§ ACTIVITY: Repeat only part of the entries. Start at the line that has "Your task is to find every instance of rosette" and keep going through the last line, exactly as given.

········

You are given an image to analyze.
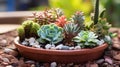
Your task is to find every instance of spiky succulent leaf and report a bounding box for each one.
[70,11,85,29]
[63,22,80,46]
[37,24,63,44]
[55,16,68,27]
[73,31,101,48]
[17,26,25,42]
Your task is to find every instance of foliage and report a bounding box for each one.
[17,20,40,41]
[73,31,100,48]
[37,24,63,44]
[70,11,85,29]
[32,8,63,26]
[55,16,68,27]
[63,22,80,46]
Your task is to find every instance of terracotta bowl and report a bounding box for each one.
[14,37,108,63]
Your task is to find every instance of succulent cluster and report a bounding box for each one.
[17,6,113,49]
[32,8,64,26]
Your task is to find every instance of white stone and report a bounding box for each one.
[56,44,64,50]
[3,48,13,53]
[29,37,36,43]
[50,62,57,67]
[74,46,81,50]
[2,58,10,63]
[22,41,28,45]
[97,39,105,45]
[69,47,74,50]
[45,44,52,49]
[32,44,41,48]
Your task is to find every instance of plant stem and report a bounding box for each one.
[94,0,99,24]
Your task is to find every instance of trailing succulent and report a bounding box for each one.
[73,31,102,48]
[37,24,64,44]
[17,20,40,42]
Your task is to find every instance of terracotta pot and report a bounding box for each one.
[14,37,108,63]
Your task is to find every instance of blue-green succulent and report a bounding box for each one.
[37,24,64,44]
[73,31,101,48]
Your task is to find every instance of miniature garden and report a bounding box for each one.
[1,0,120,67]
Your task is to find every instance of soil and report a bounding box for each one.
[0,28,120,67]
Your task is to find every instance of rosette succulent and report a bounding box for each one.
[73,31,102,48]
[37,24,64,44]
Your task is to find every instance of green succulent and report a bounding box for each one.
[17,26,25,42]
[17,20,40,41]
[73,31,100,48]
[37,24,63,44]
[70,11,85,30]
[63,22,80,46]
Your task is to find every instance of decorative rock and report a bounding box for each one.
[104,56,113,64]
[74,46,81,50]
[67,63,74,67]
[45,44,52,49]
[3,48,18,56]
[2,58,10,63]
[56,44,64,50]
[113,54,120,61]
[50,62,57,67]
[112,44,120,50]
[6,65,13,67]
[90,63,98,67]
[29,37,36,43]
[25,60,35,64]
[21,41,28,46]
[69,47,74,50]
[0,39,7,46]
[96,59,104,64]
[31,64,36,67]
[32,44,41,48]
[97,39,104,45]
[61,46,69,50]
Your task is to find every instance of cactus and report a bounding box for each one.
[37,24,64,44]
[94,0,99,24]
[17,26,25,42]
[70,11,85,29]
[17,20,40,41]
[55,16,68,27]
[73,31,100,48]
[63,22,80,46]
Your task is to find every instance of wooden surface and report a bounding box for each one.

········

§ TASK RESPONSE:
Your task is to find every instance of rosette succulent and report a bounding box for each one.
[73,31,102,48]
[37,24,64,44]
Your task is to find every instance of green succulent and report a bounding box for each one.
[17,26,25,42]
[17,20,40,41]
[73,31,100,48]
[37,24,63,44]
[70,11,85,30]
[63,22,80,46]
Your task is to find every instance of decorative rock and report a bounding box for each one.
[104,56,113,64]
[74,46,81,50]
[67,63,74,67]
[45,44,52,49]
[3,48,18,56]
[2,58,10,63]
[56,44,64,50]
[113,54,120,61]
[50,62,57,67]
[112,44,120,50]
[6,65,13,67]
[90,63,98,67]
[29,37,36,43]
[25,60,35,64]
[21,41,28,46]
[69,47,74,50]
[0,39,7,46]
[96,59,104,64]
[31,64,36,67]
[32,44,41,48]
[97,39,104,45]
[61,46,69,50]
Your task is to find every instance of cactus and report a bounding box for each one.
[37,24,64,44]
[94,0,99,24]
[17,26,25,42]
[70,11,85,29]
[17,20,40,41]
[55,16,68,27]
[73,31,100,48]
[63,22,80,46]
Your task is to find every instance of wooden surface and report a bounding box for each one.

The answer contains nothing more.